= Objective =
Copy every record below exactly.

(Pointing records)
┄┄┄┄┄┄┄┄┄┄┄┄┄┄┄┄┄┄┄┄

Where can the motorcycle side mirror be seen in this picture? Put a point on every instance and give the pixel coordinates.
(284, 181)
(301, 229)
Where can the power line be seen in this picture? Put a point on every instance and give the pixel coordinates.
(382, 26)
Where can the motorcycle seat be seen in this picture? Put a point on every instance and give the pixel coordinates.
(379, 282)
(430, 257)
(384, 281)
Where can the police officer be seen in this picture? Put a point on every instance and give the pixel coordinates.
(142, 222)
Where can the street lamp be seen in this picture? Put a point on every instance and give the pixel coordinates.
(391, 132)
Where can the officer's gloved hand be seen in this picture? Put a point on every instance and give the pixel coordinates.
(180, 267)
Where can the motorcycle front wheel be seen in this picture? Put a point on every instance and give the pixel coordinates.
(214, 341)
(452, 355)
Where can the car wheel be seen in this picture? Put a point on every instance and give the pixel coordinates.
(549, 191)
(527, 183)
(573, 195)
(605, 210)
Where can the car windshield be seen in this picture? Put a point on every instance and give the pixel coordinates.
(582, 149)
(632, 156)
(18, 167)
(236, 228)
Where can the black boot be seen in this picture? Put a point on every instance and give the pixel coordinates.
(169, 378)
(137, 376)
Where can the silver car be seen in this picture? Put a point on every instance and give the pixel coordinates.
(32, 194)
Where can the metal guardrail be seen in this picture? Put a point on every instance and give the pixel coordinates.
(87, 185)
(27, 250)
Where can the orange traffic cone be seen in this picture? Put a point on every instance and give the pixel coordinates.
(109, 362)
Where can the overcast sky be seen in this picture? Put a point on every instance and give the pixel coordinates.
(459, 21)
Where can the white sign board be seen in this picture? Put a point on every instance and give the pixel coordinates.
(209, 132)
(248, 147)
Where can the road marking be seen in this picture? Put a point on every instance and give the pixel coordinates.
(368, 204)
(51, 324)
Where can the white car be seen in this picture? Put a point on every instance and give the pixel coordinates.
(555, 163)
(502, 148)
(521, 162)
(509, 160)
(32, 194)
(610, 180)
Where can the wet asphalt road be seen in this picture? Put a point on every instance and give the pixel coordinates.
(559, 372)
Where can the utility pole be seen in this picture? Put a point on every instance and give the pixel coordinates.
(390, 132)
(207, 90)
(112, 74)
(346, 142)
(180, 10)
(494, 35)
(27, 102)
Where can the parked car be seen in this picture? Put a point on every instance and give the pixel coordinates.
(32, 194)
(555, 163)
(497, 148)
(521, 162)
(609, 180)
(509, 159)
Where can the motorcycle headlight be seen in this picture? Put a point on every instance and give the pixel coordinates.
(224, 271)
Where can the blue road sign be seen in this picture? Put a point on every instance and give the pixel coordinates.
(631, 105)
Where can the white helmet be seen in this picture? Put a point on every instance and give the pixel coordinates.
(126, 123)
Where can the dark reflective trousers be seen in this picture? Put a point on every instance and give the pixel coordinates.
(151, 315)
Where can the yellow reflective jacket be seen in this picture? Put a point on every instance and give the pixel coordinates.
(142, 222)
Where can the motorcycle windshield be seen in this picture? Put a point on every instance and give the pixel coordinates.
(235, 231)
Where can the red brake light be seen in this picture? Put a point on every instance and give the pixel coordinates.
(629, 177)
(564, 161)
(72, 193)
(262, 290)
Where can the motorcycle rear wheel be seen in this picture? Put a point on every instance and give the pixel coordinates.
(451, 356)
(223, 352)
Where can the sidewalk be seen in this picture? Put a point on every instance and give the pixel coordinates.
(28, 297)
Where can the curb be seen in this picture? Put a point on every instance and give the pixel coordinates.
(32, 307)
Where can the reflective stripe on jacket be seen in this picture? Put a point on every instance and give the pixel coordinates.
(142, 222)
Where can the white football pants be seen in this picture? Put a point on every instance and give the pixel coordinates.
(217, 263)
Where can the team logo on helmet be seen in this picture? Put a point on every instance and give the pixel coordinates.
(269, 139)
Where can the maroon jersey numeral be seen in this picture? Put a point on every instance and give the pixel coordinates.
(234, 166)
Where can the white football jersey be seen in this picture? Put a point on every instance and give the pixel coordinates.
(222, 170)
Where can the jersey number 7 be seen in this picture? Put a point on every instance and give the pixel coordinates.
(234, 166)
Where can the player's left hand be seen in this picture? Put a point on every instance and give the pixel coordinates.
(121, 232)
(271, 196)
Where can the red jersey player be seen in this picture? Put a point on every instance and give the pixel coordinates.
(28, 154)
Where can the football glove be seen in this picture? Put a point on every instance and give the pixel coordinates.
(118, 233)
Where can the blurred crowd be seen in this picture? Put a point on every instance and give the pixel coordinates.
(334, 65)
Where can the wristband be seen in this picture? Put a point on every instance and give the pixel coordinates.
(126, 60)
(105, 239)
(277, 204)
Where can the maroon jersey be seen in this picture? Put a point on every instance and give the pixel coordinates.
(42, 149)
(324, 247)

┄┄┄┄┄┄┄┄┄┄┄┄┄┄┄┄┄┄┄┄

= Written solution =
Where can the motorcycle side mirror be seen in this picture? Put a point on every instance and give the pixel coordinates.
(284, 181)
(301, 229)
Where can the power line be seen in this picture? Put a point on every instance and give the pixel coordinates.
(382, 26)
Where can the motorcycle seat be seen in this picture? Put a point on every instance and give the pixel coordinates.
(379, 282)
(430, 257)
(384, 281)
Where can the police officer be seen in this picture? Put a point on every instance and give the pixel coordinates.
(142, 222)
Where can the street lamp be seen in this picture? Put a point on every instance and give the pixel coordinates.
(391, 132)
Where can the officer's gloved hand be seen in this picture? Put a point on every instance and give the pixel coordinates.
(180, 267)
Where can the motorcycle front wheel be seen in this picture? Put a point on every instance and give the pixel coordinates.
(214, 341)
(452, 355)
Where can the car wheel be seen in this picture? Put a point on every instance and give the pixel coordinates.
(549, 191)
(527, 183)
(573, 195)
(605, 210)
Where can the car windshield be seen in this picture? Put a point on every instance and give the pixel coordinates.
(582, 149)
(632, 156)
(18, 167)
(236, 228)
Where can the black boot be seen in this picture? Put a point on every instance and give the pixel coordinates.
(169, 378)
(137, 376)
Where can the silver car be seen in this picture? Put a point on every instance and give the pixel coordinates.
(32, 194)
Where can the metal guardrail be seen in this picture? Put a point on every instance and give the pixel coordinates.
(87, 185)
(27, 250)
Where can the orange traffic cone be seen in this picture? Put a point on every instance and give the pixel coordinates.
(109, 362)
Where can the overcast sky be seen in this picture? Put a point on every instance and give the pixel coordinates.
(459, 21)
Where can the white sign board be seen in this picture? Put a point on every instance and give the pixel coordinates.
(209, 132)
(248, 147)
Where can the road marking be seen in this picture? Put a point on every instance and give the pixel coordinates.
(368, 204)
(51, 324)
Where can the white car be seen in this picture? Put a point on every instance and give the pixel coordinates.
(555, 163)
(502, 148)
(521, 162)
(509, 160)
(32, 194)
(610, 180)
Where can the wet asphalt road be seen in this picture? Put a point on every instance and give the pixel coordinates.
(559, 372)
Where can the utility pole be seen in this picture? Put a point on every instance and give the pixel coordinates.
(390, 132)
(207, 90)
(112, 74)
(346, 142)
(180, 10)
(494, 35)
(27, 102)
Where can the parked car be seen in this picture? Put a point on every instance and give the pixel coordinates.
(32, 194)
(555, 163)
(497, 148)
(521, 162)
(609, 180)
(509, 159)
Where can the motorcycle headlight be seen in this picture? Put a point on every instance and give the pixel coordinates.
(224, 271)
Where can the blue road sign be seen in this picture? Put a point on every instance and give the pixel coordinates.
(631, 105)
Where can the white helmet be seen in this picture? Put a point on every instance and give the pixel coordinates.
(126, 123)
Where can the dark reflective trousers be seen in this picture? Put a point on every instance and give the pixel coordinates.
(151, 315)
Where can the yellow reflective jacket be seen in this picture? Put a point on every instance and give the pixel coordinates.
(142, 222)
Where can the motorcycle windshield be seen in this picture? Put a point on every instance and give the pixel coordinates.
(235, 231)
Where can the red brake light be seen in this picture? Put a point on every instance and give the pixel coordinates.
(629, 177)
(564, 161)
(72, 193)
(262, 290)
Where can the motorcycle rear wheel be seen in this picture? Put a point on every instance and give the pixel coordinates.
(451, 356)
(223, 352)
Where can the sidewalk be seen in this picture? Put a point on every instance and give the pixel coordinates.
(28, 297)
Where can the curb be seen in this picture? Put a point on every instance and give the pixel coordinates.
(32, 307)
Where can the reflective stripe on jacket be seen in this picture? Put a point on every instance and give the pixel coordinates.
(142, 222)
Where can the white football pants be seen in this picture? Put a point on every instance and give the pixel coordinates.
(217, 263)
Where can the team logo on helmet be seen in this picture? Put a point on every instance and give the pixel coordinates.
(269, 139)
Where can the maroon jersey numeral be seen in this picture? Put a point on every instance and give the pixel coordinates.
(234, 166)
Where can the white football jersey be seen in this picture? Put a point on every instance and give the pixel coordinates.
(222, 170)
Where can the jersey number 7 be seen in this picture? Put a point on every instance and give the pixel coordinates.
(234, 166)
Where can the player's left hand be seen in this picture? Put a point on every instance and give the pixel coordinates.
(121, 232)
(271, 196)
Where can the red jersey player be seen in this picture? Put a point on every instance and give the pixel coordinates.
(28, 154)
Where can the football glove be seen in this picture? Put a point on every instance and give the pixel coordinates.
(118, 233)
Where can the blurred crowd be seen in this picture? Put a point on every instance and give the pixel coordinates.
(334, 65)
Where can the wristband be seen in this picture? Put a point on every instance and give the pixel coordinates.
(126, 60)
(105, 239)
(277, 204)
Where can the maroon jersey be seen in this picture? Put a point on every instance and give the pixel coordinates.
(42, 149)
(324, 247)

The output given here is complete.